### Aim
Reproduce the records from the line containing "query | spot the clasped" through the end of the records, keeping the request lines, and raise every coordinate value in the answers by 142.

Labeled-object pointing entries
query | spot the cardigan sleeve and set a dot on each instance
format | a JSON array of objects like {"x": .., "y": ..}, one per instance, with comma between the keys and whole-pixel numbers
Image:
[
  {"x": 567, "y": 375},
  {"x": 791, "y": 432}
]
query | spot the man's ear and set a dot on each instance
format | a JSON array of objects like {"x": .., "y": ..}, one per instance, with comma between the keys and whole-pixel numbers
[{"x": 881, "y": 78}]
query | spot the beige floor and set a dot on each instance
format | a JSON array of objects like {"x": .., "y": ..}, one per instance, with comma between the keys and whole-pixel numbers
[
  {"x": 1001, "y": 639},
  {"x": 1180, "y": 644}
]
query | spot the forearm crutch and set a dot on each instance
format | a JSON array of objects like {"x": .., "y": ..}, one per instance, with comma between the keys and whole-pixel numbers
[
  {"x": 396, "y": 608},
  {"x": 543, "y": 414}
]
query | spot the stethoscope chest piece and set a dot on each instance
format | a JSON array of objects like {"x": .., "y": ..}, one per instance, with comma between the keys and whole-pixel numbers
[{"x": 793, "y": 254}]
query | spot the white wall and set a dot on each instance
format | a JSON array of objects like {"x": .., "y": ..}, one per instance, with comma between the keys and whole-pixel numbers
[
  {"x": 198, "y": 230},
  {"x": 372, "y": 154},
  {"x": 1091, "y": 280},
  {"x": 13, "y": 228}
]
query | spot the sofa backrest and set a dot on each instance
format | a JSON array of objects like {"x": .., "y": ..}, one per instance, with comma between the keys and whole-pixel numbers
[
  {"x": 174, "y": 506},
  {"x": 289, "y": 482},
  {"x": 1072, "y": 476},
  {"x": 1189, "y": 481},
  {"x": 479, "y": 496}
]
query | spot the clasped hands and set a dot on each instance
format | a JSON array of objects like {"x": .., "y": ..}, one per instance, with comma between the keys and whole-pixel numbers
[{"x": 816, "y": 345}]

### Task solution
query | spot the clasped hands and set a dot on each instance
format | a JSON array of objects like {"x": .., "y": ..}, one per instance, with comma between the keys and whole-pixel numbers
[{"x": 958, "y": 487}]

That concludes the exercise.